START STORED DATA

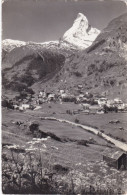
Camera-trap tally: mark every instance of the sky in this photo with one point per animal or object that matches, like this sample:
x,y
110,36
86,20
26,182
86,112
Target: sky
x,y
46,20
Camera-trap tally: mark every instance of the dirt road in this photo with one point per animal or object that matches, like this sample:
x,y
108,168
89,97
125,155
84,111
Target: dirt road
x,y
117,143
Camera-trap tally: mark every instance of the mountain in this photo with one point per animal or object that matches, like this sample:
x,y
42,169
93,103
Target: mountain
x,y
102,67
81,35
27,63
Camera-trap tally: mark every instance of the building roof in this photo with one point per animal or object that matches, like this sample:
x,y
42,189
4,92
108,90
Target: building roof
x,y
113,154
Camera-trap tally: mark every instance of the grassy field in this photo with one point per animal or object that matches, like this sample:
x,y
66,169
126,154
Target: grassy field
x,y
85,163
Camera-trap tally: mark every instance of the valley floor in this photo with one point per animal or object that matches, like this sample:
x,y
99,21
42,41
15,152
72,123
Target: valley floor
x,y
84,161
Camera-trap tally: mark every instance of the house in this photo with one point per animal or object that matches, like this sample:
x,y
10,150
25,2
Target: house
x,y
116,159
102,101
24,107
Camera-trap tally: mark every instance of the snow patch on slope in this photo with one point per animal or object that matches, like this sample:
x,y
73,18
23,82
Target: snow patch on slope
x,y
9,44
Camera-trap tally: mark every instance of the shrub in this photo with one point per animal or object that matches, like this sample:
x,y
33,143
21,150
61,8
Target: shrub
x,y
60,168
76,120
78,74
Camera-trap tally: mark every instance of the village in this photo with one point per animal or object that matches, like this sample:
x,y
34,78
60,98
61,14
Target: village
x,y
89,103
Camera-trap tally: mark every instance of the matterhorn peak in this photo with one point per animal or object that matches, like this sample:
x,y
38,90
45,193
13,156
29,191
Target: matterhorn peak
x,y
81,34
9,44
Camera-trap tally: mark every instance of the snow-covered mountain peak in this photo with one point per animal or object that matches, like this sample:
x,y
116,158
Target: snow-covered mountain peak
x,y
81,34
9,44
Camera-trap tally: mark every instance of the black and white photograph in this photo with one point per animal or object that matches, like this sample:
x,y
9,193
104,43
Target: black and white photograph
x,y
64,97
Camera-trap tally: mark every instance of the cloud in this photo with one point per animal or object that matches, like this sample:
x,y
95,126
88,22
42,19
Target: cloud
x,y
125,1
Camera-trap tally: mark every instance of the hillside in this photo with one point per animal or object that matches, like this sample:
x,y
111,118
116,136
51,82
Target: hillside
x,y
103,66
28,63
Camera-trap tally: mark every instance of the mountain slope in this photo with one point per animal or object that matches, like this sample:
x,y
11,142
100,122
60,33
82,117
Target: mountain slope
x,y
28,63
81,34
103,66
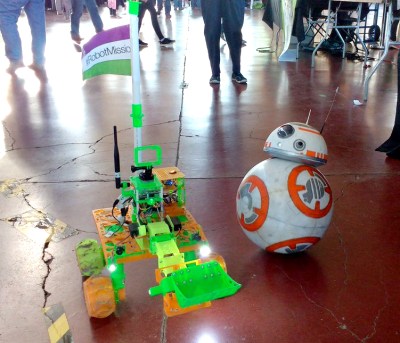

END STORED DATA

PROMPT:
Could you repeat each line above exactly as written? Omit the pictures.

WRITTEN ANSWER:
Camera-trap tally: mark every instance of the sky in this photo with one point per animal or object that matches, like this sample:
x,y
110,36
86,20
26,182
86,112
Target: sky
x,y
46,20
Camera-trap tally: mark every instance of the dirt road in this photo with one point per animal or object that matches, like this sample:
x,y
108,168
89,97
125,155
84,111
Target: dirt road
x,y
117,143
Camera-trap tally: mark every instance of the mountain in this photo with one point per animal or object that matches, like this sample:
x,y
42,169
93,103
Target: mountain
x,y
102,67
81,35
27,63
Camera-trap tally: mark every instance of the building roof in this photo with one point per animal or object that matches, like this sample:
x,y
42,189
4,92
108,90
Target: building roof
x,y
113,154
Camera-trap tally: mark every instance of the grassy field in this photo with one point per animal or object that matches, like this sample:
x,y
66,169
126,154
Target: grassy field
x,y
85,163
Camera-trap tally: mark every instance of the valley floor in this photo with one point per animal or object that matches, like this sample:
x,y
99,21
42,41
15,152
72,123
Target: valley floor
x,y
84,161
Camera-trap tally: mark every instance of the house in this photo with one point per animal or object that matches, like this sample:
x,y
10,150
25,2
Target: house
x,y
116,159
102,101
24,107
Camera-trap tally: mark every instance of the snow patch on slope in this photo with one point per animal or object that matches, like this sample:
x,y
73,18
23,82
Target: snow patch on slope
x,y
9,44
Camera-trap tally: mark every instance of the shrub in this photo with one point per animal or object that matches, like this sample:
x,y
33,143
21,150
61,8
Target: shrub
x,y
60,168
76,120
78,74
Camera-trap tally: mark every instance of the village in this photo with one point per animal or object that matches, like this sample:
x,y
34,78
60,98
61,14
Target: village
x,y
89,103
Camera-trap tally: mark every instance of the matterhorn peak in this photo with one point per animal or object that matches, like this sample:
x,y
38,90
45,193
13,156
29,191
Target: matterhorn peak
x,y
81,34
9,44
Camera-trap tally: mark every instance of the snow-covered mountain peak in this photo with one point per animal or object that matches, like this sample:
x,y
116,158
Target: snow-covered mountain peak
x,y
81,34
9,44
Camera-trap tally: mark every instance of the black and white photograph in this photo with one point per animal or object that matches, like this sample:
x,y
9,193
104,43
Target: black and white photograph
x,y
64,97
Camera-trap tally: mark every instance of the cloud in this photo with one point per animal or object that matches, like this sample:
x,y
95,126
88,22
42,19
Target: cloud
x,y
125,1
Camera-trap tally: mark every instance of the hillside in this photo with one point per animal or object that matches, like this sample:
x,y
111,118
116,136
51,82
Target: hillside
x,y
103,66
28,63
Camera-trap tally: mark every instance of the mountain slope in this photo with one point per animal or object that matches, like this sample:
x,y
11,142
100,122
60,33
82,117
Target: mountain slope
x,y
28,63
81,34
103,66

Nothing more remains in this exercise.